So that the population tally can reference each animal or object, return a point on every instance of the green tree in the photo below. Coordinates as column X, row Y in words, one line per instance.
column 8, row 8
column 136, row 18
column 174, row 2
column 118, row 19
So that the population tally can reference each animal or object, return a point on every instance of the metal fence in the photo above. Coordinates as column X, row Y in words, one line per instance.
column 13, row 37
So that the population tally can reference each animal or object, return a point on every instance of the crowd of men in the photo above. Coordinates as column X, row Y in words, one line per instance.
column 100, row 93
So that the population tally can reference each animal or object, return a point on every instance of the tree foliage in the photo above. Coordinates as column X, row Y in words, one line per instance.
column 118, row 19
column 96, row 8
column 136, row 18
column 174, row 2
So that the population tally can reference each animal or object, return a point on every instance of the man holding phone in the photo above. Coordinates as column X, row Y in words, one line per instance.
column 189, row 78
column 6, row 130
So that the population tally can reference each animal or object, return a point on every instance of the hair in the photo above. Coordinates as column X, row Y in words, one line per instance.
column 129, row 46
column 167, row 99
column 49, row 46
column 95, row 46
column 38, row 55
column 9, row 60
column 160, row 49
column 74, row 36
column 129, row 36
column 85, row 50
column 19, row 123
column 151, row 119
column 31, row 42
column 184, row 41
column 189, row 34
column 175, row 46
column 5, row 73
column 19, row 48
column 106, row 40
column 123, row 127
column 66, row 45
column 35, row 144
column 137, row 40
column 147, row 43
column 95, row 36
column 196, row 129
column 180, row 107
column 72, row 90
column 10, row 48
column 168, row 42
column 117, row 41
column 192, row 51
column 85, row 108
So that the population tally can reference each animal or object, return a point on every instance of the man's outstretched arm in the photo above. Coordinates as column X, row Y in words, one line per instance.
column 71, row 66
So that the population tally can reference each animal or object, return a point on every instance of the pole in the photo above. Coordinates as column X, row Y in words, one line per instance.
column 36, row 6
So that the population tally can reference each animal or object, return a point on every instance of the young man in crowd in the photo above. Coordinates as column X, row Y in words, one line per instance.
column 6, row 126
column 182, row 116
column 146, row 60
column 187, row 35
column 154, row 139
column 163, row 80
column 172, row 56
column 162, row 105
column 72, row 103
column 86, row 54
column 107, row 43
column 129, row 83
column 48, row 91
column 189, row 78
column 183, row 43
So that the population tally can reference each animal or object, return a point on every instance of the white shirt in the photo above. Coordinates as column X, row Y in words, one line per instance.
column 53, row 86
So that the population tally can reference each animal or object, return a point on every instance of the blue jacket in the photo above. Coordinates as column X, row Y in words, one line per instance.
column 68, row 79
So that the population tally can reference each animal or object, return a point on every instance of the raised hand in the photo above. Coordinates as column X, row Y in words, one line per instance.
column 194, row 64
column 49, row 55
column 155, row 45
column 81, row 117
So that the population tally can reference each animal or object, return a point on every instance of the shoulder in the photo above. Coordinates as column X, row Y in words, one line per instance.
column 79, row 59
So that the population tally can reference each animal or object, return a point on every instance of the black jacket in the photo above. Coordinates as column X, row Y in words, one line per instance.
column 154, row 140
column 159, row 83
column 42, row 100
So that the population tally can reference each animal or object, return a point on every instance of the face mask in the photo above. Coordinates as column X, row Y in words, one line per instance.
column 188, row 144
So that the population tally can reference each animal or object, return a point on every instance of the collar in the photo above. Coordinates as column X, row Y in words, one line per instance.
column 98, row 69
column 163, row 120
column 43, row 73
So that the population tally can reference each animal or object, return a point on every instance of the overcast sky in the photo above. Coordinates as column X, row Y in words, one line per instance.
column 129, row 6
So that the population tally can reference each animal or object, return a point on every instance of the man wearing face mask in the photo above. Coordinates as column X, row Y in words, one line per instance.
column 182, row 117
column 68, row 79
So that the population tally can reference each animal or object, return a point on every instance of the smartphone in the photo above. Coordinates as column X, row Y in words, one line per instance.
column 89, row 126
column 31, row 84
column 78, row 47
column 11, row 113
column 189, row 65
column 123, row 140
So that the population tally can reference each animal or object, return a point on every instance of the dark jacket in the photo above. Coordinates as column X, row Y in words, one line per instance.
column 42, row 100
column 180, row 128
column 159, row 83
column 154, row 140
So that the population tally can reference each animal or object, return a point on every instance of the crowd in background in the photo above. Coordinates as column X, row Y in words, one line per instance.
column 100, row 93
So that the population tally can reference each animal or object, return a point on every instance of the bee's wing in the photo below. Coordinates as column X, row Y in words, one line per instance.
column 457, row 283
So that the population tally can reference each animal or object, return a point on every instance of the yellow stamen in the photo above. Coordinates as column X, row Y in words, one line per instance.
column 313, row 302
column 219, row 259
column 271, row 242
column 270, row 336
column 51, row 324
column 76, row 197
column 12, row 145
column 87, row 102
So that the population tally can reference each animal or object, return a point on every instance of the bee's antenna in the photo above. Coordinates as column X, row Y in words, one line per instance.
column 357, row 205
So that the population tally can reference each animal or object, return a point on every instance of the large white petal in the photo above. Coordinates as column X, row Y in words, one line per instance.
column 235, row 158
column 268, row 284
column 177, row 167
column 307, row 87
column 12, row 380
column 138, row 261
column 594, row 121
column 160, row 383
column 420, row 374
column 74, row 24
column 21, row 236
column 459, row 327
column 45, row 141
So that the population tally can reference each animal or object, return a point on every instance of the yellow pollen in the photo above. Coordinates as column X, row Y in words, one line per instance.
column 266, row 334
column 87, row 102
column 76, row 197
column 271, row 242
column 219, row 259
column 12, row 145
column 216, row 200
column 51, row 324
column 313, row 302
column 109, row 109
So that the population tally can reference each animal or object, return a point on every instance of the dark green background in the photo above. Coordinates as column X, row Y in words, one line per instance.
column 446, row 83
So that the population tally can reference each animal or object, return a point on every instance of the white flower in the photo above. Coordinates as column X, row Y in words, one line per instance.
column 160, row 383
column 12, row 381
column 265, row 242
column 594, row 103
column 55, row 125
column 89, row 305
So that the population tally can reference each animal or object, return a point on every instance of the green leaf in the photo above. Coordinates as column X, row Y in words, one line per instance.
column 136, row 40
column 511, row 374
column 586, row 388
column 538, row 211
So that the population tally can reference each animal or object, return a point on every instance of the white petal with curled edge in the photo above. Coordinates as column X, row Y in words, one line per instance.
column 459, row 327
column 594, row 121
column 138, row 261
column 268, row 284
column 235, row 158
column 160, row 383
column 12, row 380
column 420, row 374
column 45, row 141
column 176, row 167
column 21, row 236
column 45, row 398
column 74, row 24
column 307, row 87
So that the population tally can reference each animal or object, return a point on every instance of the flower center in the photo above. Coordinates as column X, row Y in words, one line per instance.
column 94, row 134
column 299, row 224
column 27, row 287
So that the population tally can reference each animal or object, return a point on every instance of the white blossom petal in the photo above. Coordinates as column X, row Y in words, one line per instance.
——————
_INSTRUCTIONS TO FOLLOW_
Return all the lines above exactly as given.

_WRITTEN ANSWER_
So that the population tally can reference each animal or object, return a point on every instance of the green tree in the photo below. Coordinates as column X, row Y in words, one line per instance.
column 8, row 8
column 136, row 18
column 174, row 2
column 118, row 19
So that the population tally can reference each animal or object, return a point on every instance of the metal fence in the photo above. Coordinates as column X, row Y in words, one line per instance.
column 13, row 37
So that the population tally can reference each animal or object, return a point on every instance of the crowd of men in the photo above. Coordinates as column X, row Y in words, one line per instance.
column 100, row 93
So that the population tally can reference each animal or object, return a point on every instance of the tree foliage in the photo above. Coordinates as column X, row Y in words, one line per instance.
column 118, row 19
column 96, row 8
column 136, row 18
column 174, row 2
So that the population tally can reference each animal or object, return a point on every instance of the man holding phone in the photo above. Coordinates as column X, row Y in words, one line per instance.
column 189, row 78
column 6, row 130
So that the population tally can reference each animal or object, return a point on every instance of the hair in the photo above. Coordinates as column X, row Y in words, one line per instance.
column 129, row 46
column 167, row 99
column 49, row 46
column 95, row 46
column 38, row 55
column 9, row 60
column 160, row 49
column 74, row 36
column 129, row 36
column 85, row 50
column 19, row 123
column 151, row 119
column 31, row 42
column 184, row 41
column 189, row 34
column 175, row 46
column 5, row 73
column 19, row 48
column 106, row 40
column 123, row 127
column 66, row 45
column 35, row 144
column 137, row 40
column 147, row 43
column 95, row 36
column 196, row 129
column 180, row 107
column 72, row 90
column 10, row 48
column 168, row 42
column 117, row 41
column 192, row 51
column 85, row 108
So that the population tally can reference each animal or object, return a point on every instance of the man's outstretched arm in the photo above. Coordinates as column X, row Y in words, one line per instance.
column 71, row 66
So that the population tally can reference each animal or object, return a point on every instance of the pole in the photo above. Coordinates as column X, row Y in words, one line per instance.
column 36, row 6
So that the population tally can reference each animal or object, return a point on every instance of the young man in crowd in the photo above. Coordinates as column X, row Y in words, one line per instance.
column 6, row 126
column 182, row 116
column 146, row 60
column 187, row 35
column 154, row 139
column 163, row 80
column 172, row 56
column 162, row 105
column 72, row 103
column 86, row 54
column 107, row 43
column 129, row 83
column 48, row 91
column 189, row 78
column 183, row 43
So that the population tally can reference each animal or object, return a point on every instance of the white shirt in the photo above. Coordinates as column X, row Y in words, one line per instance.
column 53, row 86
So that the population tally can reference each animal or object, return a point on every instance of the blue jacket in the photo above. Coordinates as column X, row Y in words, one line per instance.
column 68, row 79
So that the population tally can reference each animal or object, return a point on every instance of the raised hand in the photo above. Coordinates as column X, row Y in words, one line per instance.
column 194, row 64
column 49, row 55
column 155, row 45
column 81, row 117
So that the population tally can reference each animal or object, return a point on every instance of the shoulder in the photo above. Coordinates as column X, row Y in words, one line per instance.
column 79, row 59
So that the population tally can reference each animal or object, return a point on every instance of the black jacket in the photo above. Coordinates as column X, row Y in words, one line per instance.
column 154, row 140
column 159, row 83
column 42, row 100
So that the population tally can reference each animal or object, return a point on every instance of the face mask in the photo above. Coordinates as column X, row Y in words, one line per instance.
column 188, row 144
So that the population tally can reference each animal or object, return a point on every instance of the collar in the photo above. Coordinates as column X, row Y in words, one line per instance.
column 98, row 69
column 163, row 120
column 43, row 73
So that the population tally can reference each animal or object, return a point on every instance of the overcast sky in the photo above. Coordinates as column X, row Y in words, one line per instance.
column 129, row 6
So that the population tally can reference each animal or object, return a point on every instance of the man wearing face mask in the photo above. Coordinates as column X, row Y in words, one line per instance.
column 182, row 117
column 68, row 79
So that the population tally can reference each animal or object, return a point on every instance of the smartphone in the photo above. Coordinates as column X, row Y in words, one line per instance.
column 89, row 126
column 31, row 84
column 78, row 47
column 11, row 113
column 189, row 65
column 123, row 140
So that the population tally can reference each animal or object, return a point on every instance of the dark jacket in the photo above. Coordinates as column X, row Y in words, one line per instance.
column 42, row 100
column 180, row 128
column 159, row 83
column 154, row 140
So that the population tally can reference each animal or object, return a point on every instance of the crowd in background in the photo above. Coordinates as column X, row Y in words, one line per instance.
column 100, row 93
So that the population tally can reference each animal or object, return a point on every instance of the bee's wing in the photo below. Coordinates as column X, row Y in words, one line per instance.
column 457, row 283
So that the population tally can reference each animal or object, return a point on every instance of the yellow stamen in the photo above. Coordinates as column X, row Y in words, one line per instance.
column 313, row 302
column 219, row 259
column 271, row 242
column 270, row 336
column 51, row 324
column 76, row 197
column 12, row 145
column 87, row 102
So that the population tally can reference each animal or object, return a point on every instance of the bee's antenna in the photo above. Coordinates as column X, row Y in words, one line per instance.
column 357, row 205
So that the population tally can reference each animal or object, return a point on every instance of the large white petal in the photo above. Coordinates as column X, row Y in words, one line per instance.
column 235, row 158
column 268, row 284
column 177, row 167
column 307, row 87
column 12, row 380
column 138, row 261
column 594, row 121
column 160, row 383
column 420, row 374
column 74, row 24
column 21, row 236
column 459, row 327
column 45, row 141
So that the population tally can reference each animal or object, return a point on every instance of the yellow pollen in the photo above. Coordinates as column X, row Y in words, one line per instance.
column 266, row 334
column 87, row 102
column 76, row 197
column 271, row 242
column 219, row 259
column 12, row 145
column 216, row 200
column 51, row 324
column 313, row 302
column 109, row 109
So that the population tally can reference each animal or object, return a point on every instance of the dark green background in the photo above. Coordinates as column X, row Y in words, one line per instance.
column 446, row 83
So that the population tally can reference each animal or object, return a point on every instance of the white flower in the photo above. Coordinates as column X, row Y in words, one line per instance.
column 160, row 383
column 12, row 381
column 265, row 242
column 594, row 103
column 55, row 125
column 89, row 305
So that the population tally can reference each animal or object, return a point on every instance of the green leaf in the photo above. Coordinates as column X, row Y in words, one line per instance.
column 136, row 40
column 511, row 374
column 586, row 388
column 538, row 211
So that the population tally can reference each animal or object, return a point on every instance of the white petal with curled edge in the photo above. Coordinates as column X, row Y in words, one line per instance.
column 459, row 327
column 594, row 121
column 138, row 261
column 268, row 284
column 235, row 158
column 160, row 383
column 12, row 380
column 420, row 374
column 45, row 141
column 176, row 167
column 21, row 236
column 45, row 398
column 74, row 24
column 307, row 87
So that the population tally can reference each animal or object, return a point on every instance of the flower center in the photo above. Coordinates as column X, row Y in words, one line per instance.
column 94, row 134
column 299, row 224
column 27, row 287
So that the population tally can reference each animal or object, return a point on every instance of the white blossom petal in the photo above. Coordinates as column X, row Y in words, one line per instance.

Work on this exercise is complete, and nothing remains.